* _WHAT YOU HAVE TO DO_:
Please lay out everything from the line containing "Task: locate the lake." down to the end of the lines below as a two-column CSV with columns named request and answer. Give one row per line, putting its text under request and its answer under answer, with each field in quotes and line breaks changed to spaces.

* _Dataset lines about object locations_:
# # # # #

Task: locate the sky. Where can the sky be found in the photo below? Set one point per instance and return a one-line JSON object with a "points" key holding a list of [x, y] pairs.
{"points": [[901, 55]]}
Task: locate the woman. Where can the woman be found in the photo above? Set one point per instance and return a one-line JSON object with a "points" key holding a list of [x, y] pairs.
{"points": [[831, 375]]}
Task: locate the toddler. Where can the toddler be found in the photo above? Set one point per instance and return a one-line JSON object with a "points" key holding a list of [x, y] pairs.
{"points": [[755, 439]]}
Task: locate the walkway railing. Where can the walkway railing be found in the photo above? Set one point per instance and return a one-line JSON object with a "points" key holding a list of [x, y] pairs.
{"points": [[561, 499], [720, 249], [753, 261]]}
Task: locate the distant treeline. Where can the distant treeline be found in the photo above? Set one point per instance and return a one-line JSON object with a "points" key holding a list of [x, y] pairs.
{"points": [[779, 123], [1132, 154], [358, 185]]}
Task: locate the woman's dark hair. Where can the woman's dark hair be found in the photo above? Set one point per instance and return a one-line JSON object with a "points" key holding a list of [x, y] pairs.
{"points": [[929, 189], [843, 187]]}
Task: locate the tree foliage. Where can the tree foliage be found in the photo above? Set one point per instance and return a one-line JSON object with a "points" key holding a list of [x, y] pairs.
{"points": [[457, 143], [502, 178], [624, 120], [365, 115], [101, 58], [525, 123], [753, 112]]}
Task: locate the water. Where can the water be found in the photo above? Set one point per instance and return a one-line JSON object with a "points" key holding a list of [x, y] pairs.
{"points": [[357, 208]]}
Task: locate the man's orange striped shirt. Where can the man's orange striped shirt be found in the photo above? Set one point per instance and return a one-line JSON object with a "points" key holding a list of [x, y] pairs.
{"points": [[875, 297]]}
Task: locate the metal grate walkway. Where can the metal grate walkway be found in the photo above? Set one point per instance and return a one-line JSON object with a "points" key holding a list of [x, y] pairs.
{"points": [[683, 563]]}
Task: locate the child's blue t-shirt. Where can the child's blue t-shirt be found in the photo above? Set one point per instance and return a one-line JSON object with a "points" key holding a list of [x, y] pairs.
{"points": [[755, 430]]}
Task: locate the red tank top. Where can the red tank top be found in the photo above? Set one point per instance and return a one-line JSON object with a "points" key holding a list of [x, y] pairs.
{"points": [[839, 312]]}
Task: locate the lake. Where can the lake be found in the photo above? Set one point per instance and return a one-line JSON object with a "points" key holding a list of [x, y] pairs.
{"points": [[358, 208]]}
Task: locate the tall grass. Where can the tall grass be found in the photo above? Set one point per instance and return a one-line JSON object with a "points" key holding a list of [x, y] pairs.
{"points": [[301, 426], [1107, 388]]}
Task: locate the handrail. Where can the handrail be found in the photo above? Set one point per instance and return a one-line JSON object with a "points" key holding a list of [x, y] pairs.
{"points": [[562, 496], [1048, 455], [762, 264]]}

# # # # #

* _RIGHT ANSWER_:
request,answer
"Task: locate the lake. Where can the lake be found in the photo above? Set one point per instance and return a one-line JSON object with a ""points"" key holding a list of [x, y] pairs.","{""points"": [[358, 208]]}"
"Task: locate the tall grass. Where can the tall grass be found in the photo above? Set one point per instance and return a one-line JSON object with a ""points"" key holding a list of [x, y] pairs.","{""points"": [[301, 426], [1107, 388]]}"
"Task: locate the handrail. Where can the handrail be found in the photo above? Set one point per instance and return a one-line JSON object with a ""points"" key holding a list of [x, y] pairs.","{""points"": [[562, 496], [1048, 455], [762, 264]]}"